GIVEN TASK: Write out each entry, exactly the way it appears.

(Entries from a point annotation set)
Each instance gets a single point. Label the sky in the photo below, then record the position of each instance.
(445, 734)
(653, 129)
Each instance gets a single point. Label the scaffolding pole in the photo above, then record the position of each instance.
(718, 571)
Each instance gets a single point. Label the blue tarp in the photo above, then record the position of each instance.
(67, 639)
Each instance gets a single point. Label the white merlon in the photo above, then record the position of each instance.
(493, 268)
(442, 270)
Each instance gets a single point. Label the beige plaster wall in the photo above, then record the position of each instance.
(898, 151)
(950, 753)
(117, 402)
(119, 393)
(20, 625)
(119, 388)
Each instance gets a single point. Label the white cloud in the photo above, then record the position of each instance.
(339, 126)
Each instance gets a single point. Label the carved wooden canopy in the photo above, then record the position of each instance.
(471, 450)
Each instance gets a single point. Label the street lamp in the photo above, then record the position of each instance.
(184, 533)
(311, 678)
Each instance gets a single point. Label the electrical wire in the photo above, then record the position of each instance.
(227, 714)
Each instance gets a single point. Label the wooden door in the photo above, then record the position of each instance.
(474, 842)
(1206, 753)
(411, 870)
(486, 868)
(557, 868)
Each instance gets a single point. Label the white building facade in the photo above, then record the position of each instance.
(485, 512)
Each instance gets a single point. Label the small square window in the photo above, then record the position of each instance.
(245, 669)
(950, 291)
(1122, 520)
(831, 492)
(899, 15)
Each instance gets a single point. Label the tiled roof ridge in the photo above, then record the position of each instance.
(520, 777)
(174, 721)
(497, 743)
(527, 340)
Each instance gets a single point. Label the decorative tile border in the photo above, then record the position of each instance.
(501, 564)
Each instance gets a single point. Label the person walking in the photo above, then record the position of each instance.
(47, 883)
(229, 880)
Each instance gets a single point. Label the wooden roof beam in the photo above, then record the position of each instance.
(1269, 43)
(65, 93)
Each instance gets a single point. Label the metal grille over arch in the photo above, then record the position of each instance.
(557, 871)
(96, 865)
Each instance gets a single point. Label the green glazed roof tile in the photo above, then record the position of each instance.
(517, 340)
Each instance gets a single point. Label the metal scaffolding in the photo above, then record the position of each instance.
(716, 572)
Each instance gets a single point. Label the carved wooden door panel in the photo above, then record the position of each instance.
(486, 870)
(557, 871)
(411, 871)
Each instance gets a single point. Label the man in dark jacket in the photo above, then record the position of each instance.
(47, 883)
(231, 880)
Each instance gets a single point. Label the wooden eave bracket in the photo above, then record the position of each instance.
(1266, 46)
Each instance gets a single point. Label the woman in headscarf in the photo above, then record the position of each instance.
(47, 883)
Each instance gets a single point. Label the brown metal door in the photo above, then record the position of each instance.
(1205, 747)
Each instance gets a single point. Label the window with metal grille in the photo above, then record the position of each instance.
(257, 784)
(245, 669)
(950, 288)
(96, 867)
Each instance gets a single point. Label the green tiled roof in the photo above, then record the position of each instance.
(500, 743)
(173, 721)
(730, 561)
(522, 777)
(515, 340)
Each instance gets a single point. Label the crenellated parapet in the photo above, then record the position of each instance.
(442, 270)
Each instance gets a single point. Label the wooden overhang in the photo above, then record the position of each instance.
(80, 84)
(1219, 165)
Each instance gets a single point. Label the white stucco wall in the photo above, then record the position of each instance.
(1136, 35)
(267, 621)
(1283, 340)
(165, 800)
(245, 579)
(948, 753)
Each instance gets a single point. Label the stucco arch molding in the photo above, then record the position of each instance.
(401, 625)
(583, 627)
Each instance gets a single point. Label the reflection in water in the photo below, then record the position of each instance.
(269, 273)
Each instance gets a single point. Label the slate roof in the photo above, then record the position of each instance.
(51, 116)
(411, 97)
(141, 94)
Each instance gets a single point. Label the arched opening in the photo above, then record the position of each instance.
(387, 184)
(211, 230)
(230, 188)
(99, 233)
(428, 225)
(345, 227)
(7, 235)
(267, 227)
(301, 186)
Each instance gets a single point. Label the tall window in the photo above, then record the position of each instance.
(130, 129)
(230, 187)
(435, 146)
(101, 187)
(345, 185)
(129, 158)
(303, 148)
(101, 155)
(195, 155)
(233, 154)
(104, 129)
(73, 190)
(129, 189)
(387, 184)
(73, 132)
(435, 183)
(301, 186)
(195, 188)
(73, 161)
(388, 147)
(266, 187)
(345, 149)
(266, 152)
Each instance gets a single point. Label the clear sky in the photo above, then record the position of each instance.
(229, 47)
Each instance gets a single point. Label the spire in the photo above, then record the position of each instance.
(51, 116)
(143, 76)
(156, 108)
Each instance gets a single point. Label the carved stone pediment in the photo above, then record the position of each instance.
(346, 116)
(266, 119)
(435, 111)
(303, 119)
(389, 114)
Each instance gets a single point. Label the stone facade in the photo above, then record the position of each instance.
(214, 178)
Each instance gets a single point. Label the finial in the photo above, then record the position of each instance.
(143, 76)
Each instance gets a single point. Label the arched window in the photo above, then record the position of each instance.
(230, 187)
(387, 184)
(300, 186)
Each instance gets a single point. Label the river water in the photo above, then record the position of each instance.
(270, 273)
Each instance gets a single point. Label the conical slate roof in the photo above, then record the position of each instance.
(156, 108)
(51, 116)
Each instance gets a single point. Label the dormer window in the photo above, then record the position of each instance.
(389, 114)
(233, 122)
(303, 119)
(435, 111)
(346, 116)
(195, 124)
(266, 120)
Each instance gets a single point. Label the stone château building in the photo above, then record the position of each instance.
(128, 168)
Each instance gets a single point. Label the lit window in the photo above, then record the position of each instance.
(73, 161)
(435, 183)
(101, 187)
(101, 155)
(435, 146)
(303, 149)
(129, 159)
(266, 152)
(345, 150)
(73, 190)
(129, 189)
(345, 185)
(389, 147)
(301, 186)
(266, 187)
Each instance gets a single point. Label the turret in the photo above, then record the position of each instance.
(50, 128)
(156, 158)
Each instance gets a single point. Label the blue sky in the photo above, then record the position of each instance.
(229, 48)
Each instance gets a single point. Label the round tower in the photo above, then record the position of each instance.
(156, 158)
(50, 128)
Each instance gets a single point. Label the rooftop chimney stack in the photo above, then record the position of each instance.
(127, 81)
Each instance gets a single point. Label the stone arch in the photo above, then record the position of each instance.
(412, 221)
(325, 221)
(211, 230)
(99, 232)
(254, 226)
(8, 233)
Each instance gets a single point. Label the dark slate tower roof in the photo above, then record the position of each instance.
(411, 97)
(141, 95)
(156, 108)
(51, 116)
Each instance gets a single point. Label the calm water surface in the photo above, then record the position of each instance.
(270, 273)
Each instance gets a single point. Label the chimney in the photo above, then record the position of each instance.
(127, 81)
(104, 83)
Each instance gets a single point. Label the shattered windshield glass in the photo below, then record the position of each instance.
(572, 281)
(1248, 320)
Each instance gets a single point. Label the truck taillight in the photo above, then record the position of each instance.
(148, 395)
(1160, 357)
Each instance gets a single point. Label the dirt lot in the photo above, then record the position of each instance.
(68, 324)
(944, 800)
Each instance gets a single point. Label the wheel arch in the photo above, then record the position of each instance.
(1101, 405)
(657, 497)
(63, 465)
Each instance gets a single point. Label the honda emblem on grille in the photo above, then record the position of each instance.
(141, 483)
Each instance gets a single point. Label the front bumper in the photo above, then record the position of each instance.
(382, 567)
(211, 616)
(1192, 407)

EXERCISE OUTPUT:
Each instance gets a single point. Label the sky in the photo below, then record the position of each instance.
(445, 734)
(653, 129)
Each instance gets a single point. Label the scaffolding pole in the photo above, then record the position of each instance.
(718, 571)
Each instance gets a single point. Label the blue tarp in the photo above, then record the position of each instance.
(67, 639)
Each instance gets a single point. Label the white merlon in the photo above, then record the position of each instance.
(493, 268)
(442, 270)
Each instance gets a single point. Label the beige plaster wall in the photo above, then record the position of each instance.
(898, 151)
(950, 753)
(117, 402)
(119, 393)
(20, 625)
(119, 388)
Each instance gets a single point. Label the white cloud in the photo above, then record the position of each instance.
(339, 126)
Each instance gets a single point. Label the carved wooden canopy in the photo above, then record the position of each instance.
(471, 450)
Each instance gets a single point. Label the street lamp in the photo above, then record the position of each instance.
(184, 533)
(311, 678)
Each instance gets a single point. Label the electrical wire in the photo above, then record the position of each instance.
(227, 714)
Each instance gets a single point. Label the wooden door in the photo above, then record the position of each instance.
(474, 842)
(1206, 753)
(411, 870)
(486, 868)
(557, 868)
Each instance gets a single point. Label the white building facade in the photo above, then record the position of each instance.
(485, 512)
Each instance gets a single point. Label the small square window in the photo above, then record the position of each instance.
(245, 669)
(950, 291)
(1122, 520)
(831, 492)
(899, 15)
Each instance gets a single point. Label the tiled roof ridge in the photo above, then record the position of each instance.
(520, 777)
(174, 721)
(497, 743)
(527, 340)
Each instance gets a single point. Label the decorative tile border in the photo above, then record the position of each instance.
(501, 564)
Each instance gets a single point. Label the person walking in the photo above, then record the position of each instance.
(47, 883)
(229, 880)
Each instance gets a single point. Label the wooden roof beam in the photo above, then record the position of each instance.
(1269, 43)
(65, 93)
Each instance gets a single point. Label the metal grille over arch in the photo above, then record the position of each instance.
(557, 871)
(96, 865)
Each instance gets a single point. Label the green glazed roof tile in the photo above, then record the position of each instance.
(517, 340)
Each instance gets a single point. Label the metal scaffolding in the photo above, then record the position of each instance.
(716, 572)
Each instance gets a single point. Label the carved wooden door panel in the photo above, then record the position of each instance.
(486, 870)
(557, 871)
(411, 871)
Each instance gets a single point. Label the man in dark jacket in the photo above, then record the position of each instance.
(47, 883)
(231, 880)
Each instance gets a single point. Label the wooden eave bracket in the photo above, then record the position of each instance.
(1266, 46)
Each instance gets a single point. Label the woman in headscarf in the photo above, then record the position of each instance.
(47, 883)
Each instance gets a single point. Label the brown metal door in the photo above, then record the position of each instance.
(1205, 747)
Each instance gets a single point. Label the window with metal grille in the photo above, then record the position of each instance.
(257, 784)
(245, 669)
(950, 288)
(96, 867)
Each instance gets a single point. Label the green tiled roof in the photo above, then record the position of each instance.
(500, 743)
(173, 721)
(730, 561)
(522, 777)
(515, 340)
Each instance gets a single point. Label the crenellated parapet in the photo above, then record the position of each instance.
(442, 270)
Each instance gets a single point. Label the wooden overhang in the photo above, then record the position of each instance.
(80, 84)
(1219, 165)
Each instance gets a single point. Label the white stucco wall in the photo above, then record the position of each instance.
(1136, 35)
(267, 621)
(1283, 340)
(165, 800)
(245, 579)
(948, 753)
Each instance gets a single point. Label the stucco arch molding in the photo above, then record the position of each instance.
(401, 625)
(583, 627)
Each instance gets a single point. Label the reflection in water in the photo below, then record the position of each instance.
(269, 273)
Each instance gets a single point. Label the slate roof in the photo above, then record the position of each instance.
(51, 116)
(411, 97)
(141, 94)
Each instance gets a single point. Label the arched opening in the photo above, then record the position of each instance.
(387, 184)
(211, 230)
(230, 188)
(99, 233)
(428, 225)
(345, 227)
(7, 235)
(267, 227)
(301, 186)
Each instance gets a single point. Label the tall window in the photo above, then record the position of each instance.
(130, 129)
(230, 187)
(435, 146)
(101, 187)
(345, 185)
(129, 158)
(303, 148)
(101, 155)
(195, 155)
(233, 154)
(104, 129)
(73, 190)
(129, 189)
(387, 184)
(73, 132)
(435, 183)
(301, 186)
(195, 188)
(73, 161)
(388, 147)
(266, 187)
(345, 149)
(266, 152)
Each instance gets a single point. Label the clear sky in the photo above, then record the position of each instance.
(229, 47)
Each instance gets a single point. Label the spire in the photo above, then record the position of each instance.
(51, 116)
(143, 76)
(156, 108)
Each instance gets a single point. Label the carved stone pediment in the photo above, then record the position of each instance.
(346, 116)
(266, 119)
(435, 111)
(303, 119)
(389, 114)
Each instance gets a single point. Label the stone facade in the photo above, then record the position of each instance.
(214, 178)
Each instance gets a single point. Label the finial in the photo above, then record the position of each instance.
(143, 76)
Each instance gets a single point. Label the arched window in the photo above, then record the position of each instance.
(230, 187)
(387, 184)
(300, 186)
Each instance gets a single point. Label the river water in the photo above, then record the position of each instance.
(270, 273)
Each instance gets a single point. Label the conical slate roof in the photo above, then record the position of each instance.
(156, 108)
(51, 116)
Each instance gets a single point. Label the dormer window in the photo above, then record the position of each instance.
(389, 114)
(233, 122)
(303, 119)
(435, 111)
(346, 116)
(195, 124)
(266, 120)
Each instance gets a single point. Label the stone château building in the photo above, then record the position of each instance.
(128, 168)
Each instance gets a single point. Label the lit window in the photo above, then record the position of each instance.
(73, 161)
(435, 183)
(101, 187)
(101, 155)
(435, 146)
(303, 149)
(129, 159)
(266, 152)
(345, 150)
(73, 190)
(129, 189)
(345, 185)
(389, 147)
(301, 186)
(266, 187)
Each instance gets a single point. Label the turret in the photo above, then record the position of each instance.
(50, 128)
(156, 158)
Each instance gets a single point. Label the blue sky in the photo above, then record the position of each instance.
(229, 48)
Each instance gets a single point. Label the round tower in the photo above, then record the position of each instance.
(156, 158)
(50, 128)
Each instance gets a single point. Label the rooftop chimney stack in the photo above, then record the position of each instance.
(127, 81)
Each instance gets a single point. Label the stone arch in the photo above, then record the position of each instance.
(412, 221)
(325, 221)
(211, 230)
(99, 232)
(254, 226)
(8, 233)
Each instance gets a single point. Label the dark slate tower roof in the photo above, then record the position of each instance.
(411, 97)
(141, 95)
(156, 108)
(51, 116)
Each instance gets a single point. Label the calm water surface in the photo above, then record the position of each instance.
(270, 273)
Each instance gets a single point. Label the chimney in the photo above, then record the position of each instance.
(127, 81)
(104, 83)
Each instance gets a single point. Label the shattered windshield glass in the photo below, then record the position of each instance.
(572, 281)
(1248, 320)
Each instance gets a single point. Label the truck taillight in the photo above, then record the position of each instance.
(148, 395)
(1160, 357)
Each instance gets a single point. Label the dirt lot in the photo above, then record the position of each instance.
(68, 324)
(944, 800)
Each instance gets a single point. Label the wheel arch in the photo above, then record the position of each instance.
(1101, 405)
(657, 497)
(63, 465)
Each instance gets a single point. Label the honda emblem on grille in the photo above, then record the position of each instance.
(141, 483)
Each instance gets a single point. Label the front bumper in the photo above, then record the position of each instance.
(382, 567)
(211, 616)
(1192, 407)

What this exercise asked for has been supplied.